◆ GOAL OF THE EXERCISE
Convert every line of the entries below into a JSON list of strings, with one string per line and blank lines omitted.

[START DATASET]

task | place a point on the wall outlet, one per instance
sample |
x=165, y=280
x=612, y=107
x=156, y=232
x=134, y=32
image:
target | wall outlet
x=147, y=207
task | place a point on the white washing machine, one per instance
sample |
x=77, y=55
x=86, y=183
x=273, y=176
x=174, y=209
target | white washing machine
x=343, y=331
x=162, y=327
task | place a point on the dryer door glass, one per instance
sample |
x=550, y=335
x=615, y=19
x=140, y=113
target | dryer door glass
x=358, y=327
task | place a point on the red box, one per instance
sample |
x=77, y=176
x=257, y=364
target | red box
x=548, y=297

[END DATASET]

◆ THE RESPONSE
[
  "task | place a point on the wall outlet, one per instance",
  "sample |",
  "x=165, y=280",
  "x=612, y=107",
  "x=156, y=232",
  "x=134, y=32",
  "image:",
  "target | wall outlet",
  "x=147, y=207",
  "task | place a point on the white washing machine, one per instance",
  "sample |",
  "x=77, y=55",
  "x=86, y=183",
  "x=273, y=176",
  "x=174, y=209",
  "target | white washing machine",
  "x=343, y=331",
  "x=162, y=327",
  "task | place a point on the dryer door glass, one per instance",
  "sample |",
  "x=550, y=335",
  "x=615, y=19",
  "x=140, y=113",
  "target | dryer door glass",
  "x=358, y=327",
  "task | place a point on the red box, one per instance",
  "sample |",
  "x=77, y=176",
  "x=257, y=364",
  "target | red box",
  "x=548, y=297"
]